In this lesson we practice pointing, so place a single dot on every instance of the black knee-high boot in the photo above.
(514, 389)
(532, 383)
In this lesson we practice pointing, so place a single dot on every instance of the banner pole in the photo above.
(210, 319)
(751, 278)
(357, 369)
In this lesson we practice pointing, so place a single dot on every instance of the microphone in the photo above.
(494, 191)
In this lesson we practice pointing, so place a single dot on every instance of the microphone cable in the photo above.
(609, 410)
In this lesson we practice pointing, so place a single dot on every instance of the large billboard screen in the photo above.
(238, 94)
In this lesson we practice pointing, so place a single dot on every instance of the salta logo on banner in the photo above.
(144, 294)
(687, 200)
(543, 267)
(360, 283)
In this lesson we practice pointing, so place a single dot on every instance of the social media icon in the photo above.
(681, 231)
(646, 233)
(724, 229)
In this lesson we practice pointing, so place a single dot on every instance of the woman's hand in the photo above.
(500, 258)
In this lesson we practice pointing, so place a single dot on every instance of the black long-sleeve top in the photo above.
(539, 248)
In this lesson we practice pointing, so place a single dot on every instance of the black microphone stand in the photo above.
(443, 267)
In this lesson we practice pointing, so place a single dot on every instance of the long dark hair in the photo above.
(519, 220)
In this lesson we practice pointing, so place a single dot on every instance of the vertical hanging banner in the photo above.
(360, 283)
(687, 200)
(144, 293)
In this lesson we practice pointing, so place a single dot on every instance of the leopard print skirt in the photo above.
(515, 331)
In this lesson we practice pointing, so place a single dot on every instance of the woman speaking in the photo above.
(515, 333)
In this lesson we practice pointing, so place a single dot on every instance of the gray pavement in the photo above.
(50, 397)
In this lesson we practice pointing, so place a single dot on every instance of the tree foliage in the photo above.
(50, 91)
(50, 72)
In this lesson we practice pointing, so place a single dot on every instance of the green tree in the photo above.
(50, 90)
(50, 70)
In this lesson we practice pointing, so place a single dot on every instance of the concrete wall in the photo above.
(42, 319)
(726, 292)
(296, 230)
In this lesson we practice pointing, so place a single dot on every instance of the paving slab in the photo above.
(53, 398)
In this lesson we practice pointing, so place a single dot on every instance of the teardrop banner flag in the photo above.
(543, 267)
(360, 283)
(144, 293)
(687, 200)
§
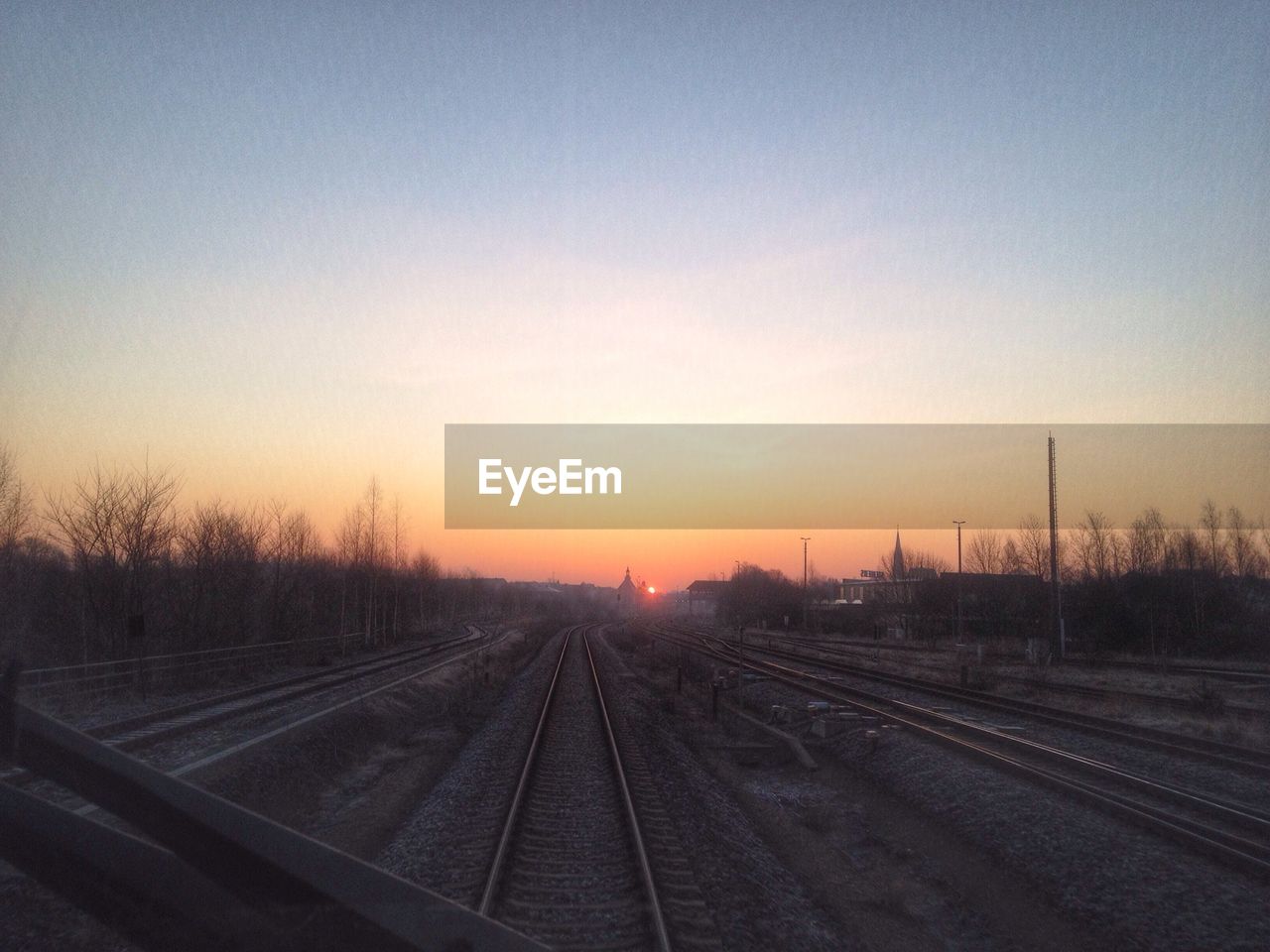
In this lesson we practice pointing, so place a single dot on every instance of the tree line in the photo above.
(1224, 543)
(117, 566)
§
Written problem: Which lines in the items above contain the word "black"? Pull out each such line in full.

Solution to the problem:
In this lesson we practice pointing, so place a single dot on every instance of the black knee-high boot in the photo above.
In this lesson we practice pointing, so place a single dot on every instance of the black long-sleeve top in the photo above.
In this lesson we practice pointing, so place a single dot on every instance of the black microphone stand in the photo above.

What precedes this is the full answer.